[EXERCISE GOAL]
Copy the entries again from the line that contains "One point belongs to every instance of the shadow" through the end of the entries, with "forest floor" changed to "woodland ground" and all else left unchanged. Leave the pictures out of your answer.

[Entries from a data collection]
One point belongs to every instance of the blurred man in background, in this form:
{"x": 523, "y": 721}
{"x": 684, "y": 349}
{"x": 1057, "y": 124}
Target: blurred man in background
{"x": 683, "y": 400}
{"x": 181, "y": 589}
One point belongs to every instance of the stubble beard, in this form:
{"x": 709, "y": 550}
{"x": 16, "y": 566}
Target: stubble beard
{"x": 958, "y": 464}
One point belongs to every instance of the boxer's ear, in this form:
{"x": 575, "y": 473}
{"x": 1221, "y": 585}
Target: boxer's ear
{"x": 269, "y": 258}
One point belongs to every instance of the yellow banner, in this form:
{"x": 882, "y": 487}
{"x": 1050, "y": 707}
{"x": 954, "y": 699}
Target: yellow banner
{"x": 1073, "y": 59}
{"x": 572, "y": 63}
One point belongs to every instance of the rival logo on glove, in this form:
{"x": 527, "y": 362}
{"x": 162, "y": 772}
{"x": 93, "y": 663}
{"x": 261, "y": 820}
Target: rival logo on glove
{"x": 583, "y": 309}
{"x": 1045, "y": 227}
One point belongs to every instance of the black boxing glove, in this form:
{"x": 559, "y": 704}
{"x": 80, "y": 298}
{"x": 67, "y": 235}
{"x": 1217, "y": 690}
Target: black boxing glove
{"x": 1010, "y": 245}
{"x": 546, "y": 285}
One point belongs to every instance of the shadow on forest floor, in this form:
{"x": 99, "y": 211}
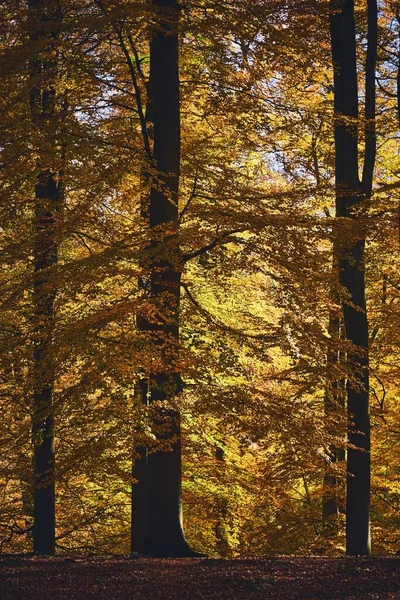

[THE OUTPUT]
One point belongs to every instance of the shadow on woodland ground, in this form:
{"x": 99, "y": 211}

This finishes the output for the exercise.